Task prompt:
Could you extract every entry below and reproduce it exactly?

[Pointing dataset excerpts]

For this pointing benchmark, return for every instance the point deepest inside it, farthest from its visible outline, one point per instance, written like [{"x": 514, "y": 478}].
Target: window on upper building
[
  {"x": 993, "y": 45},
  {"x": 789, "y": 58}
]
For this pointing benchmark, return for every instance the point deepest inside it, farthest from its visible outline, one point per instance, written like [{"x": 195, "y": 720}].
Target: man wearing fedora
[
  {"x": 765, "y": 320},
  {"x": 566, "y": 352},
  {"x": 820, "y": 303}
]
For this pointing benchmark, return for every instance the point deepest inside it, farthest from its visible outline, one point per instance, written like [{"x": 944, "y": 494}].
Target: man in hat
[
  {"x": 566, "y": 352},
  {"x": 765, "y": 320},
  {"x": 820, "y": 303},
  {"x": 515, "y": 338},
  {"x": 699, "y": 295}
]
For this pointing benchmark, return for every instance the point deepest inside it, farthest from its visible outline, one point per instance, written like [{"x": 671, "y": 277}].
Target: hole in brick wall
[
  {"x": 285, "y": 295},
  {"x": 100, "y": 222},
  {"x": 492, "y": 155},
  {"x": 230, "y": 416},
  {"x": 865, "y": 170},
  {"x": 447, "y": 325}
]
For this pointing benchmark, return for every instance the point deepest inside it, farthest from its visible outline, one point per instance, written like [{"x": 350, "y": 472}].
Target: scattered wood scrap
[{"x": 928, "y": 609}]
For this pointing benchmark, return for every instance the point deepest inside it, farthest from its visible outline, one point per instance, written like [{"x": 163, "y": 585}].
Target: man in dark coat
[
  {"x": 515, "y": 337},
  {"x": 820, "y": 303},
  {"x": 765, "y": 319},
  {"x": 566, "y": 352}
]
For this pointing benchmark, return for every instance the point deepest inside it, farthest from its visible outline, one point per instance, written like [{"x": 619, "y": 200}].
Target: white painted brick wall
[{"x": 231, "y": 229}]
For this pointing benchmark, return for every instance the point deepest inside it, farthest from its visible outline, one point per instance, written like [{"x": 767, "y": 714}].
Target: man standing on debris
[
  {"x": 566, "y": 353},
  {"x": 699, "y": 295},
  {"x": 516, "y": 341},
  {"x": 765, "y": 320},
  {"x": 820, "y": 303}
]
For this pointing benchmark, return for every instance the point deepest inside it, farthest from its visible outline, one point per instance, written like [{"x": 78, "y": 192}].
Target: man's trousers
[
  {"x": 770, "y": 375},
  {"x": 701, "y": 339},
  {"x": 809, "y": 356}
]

Response to the exercise:
For this pointing benchmark, return for every instance the point deepest inside it, farthest from its visible outline, one point per instance, written like [{"x": 514, "y": 478}].
Target: window on upper building
[
  {"x": 993, "y": 45},
  {"x": 789, "y": 58}
]
For this pointing benchmark, return for every instance the point deepest inside it, farthest from its visible outline, one point per instance, written like [{"x": 195, "y": 720}].
Target: man wearing fedora
[
  {"x": 765, "y": 320},
  {"x": 566, "y": 352},
  {"x": 820, "y": 303}
]
For this pointing benchmark, return for every instance the point deepest inside it, farthest from its visible outline, one point per instance, written like [{"x": 944, "y": 494}].
Target: man in hat
[
  {"x": 566, "y": 352},
  {"x": 765, "y": 320},
  {"x": 820, "y": 303},
  {"x": 515, "y": 338},
  {"x": 699, "y": 295}
]
For this pointing benchmark, return for every instance the point deepest inside it, farthest from its visible outline, one point per instance, written like [{"x": 671, "y": 277}].
Target: hole in brick wall
[
  {"x": 285, "y": 295},
  {"x": 100, "y": 222},
  {"x": 492, "y": 155},
  {"x": 230, "y": 416},
  {"x": 865, "y": 170},
  {"x": 447, "y": 325}
]
For this pointing benchmark, return for every instance the point deepest inside it, farthest from its visible outline, one point per instance, written like [{"x": 350, "y": 472}].
Target: scattered wood scrap
[{"x": 928, "y": 609}]
For this pointing benchmark, return for every instance the point deepest inside it, farthest from its visible outline, one point per instance, written like [{"x": 163, "y": 585}].
Target: man in dark coat
[
  {"x": 515, "y": 337},
  {"x": 820, "y": 303},
  {"x": 765, "y": 319},
  {"x": 566, "y": 352}
]
For this pointing benchmark, return for every instance the point deepest inside it, farthest from its visible outline, one point per instance, written like [{"x": 619, "y": 200}].
Target: white painted brick wall
[{"x": 231, "y": 229}]
For this pointing benchmark, return for every instance the point deepest inside it, farthest from its visible outline, one point per instance, written like [{"x": 767, "y": 714}].
Target: man standing on debris
[
  {"x": 566, "y": 353},
  {"x": 699, "y": 295},
  {"x": 516, "y": 341},
  {"x": 765, "y": 320},
  {"x": 820, "y": 303}
]
For this pointing benchmark, return for every instance the point deepest inside it, farthest from its visible outline, one point per instance, written like [{"x": 78, "y": 192}].
Target: man's trousers
[
  {"x": 770, "y": 375},
  {"x": 701, "y": 339},
  {"x": 809, "y": 356}
]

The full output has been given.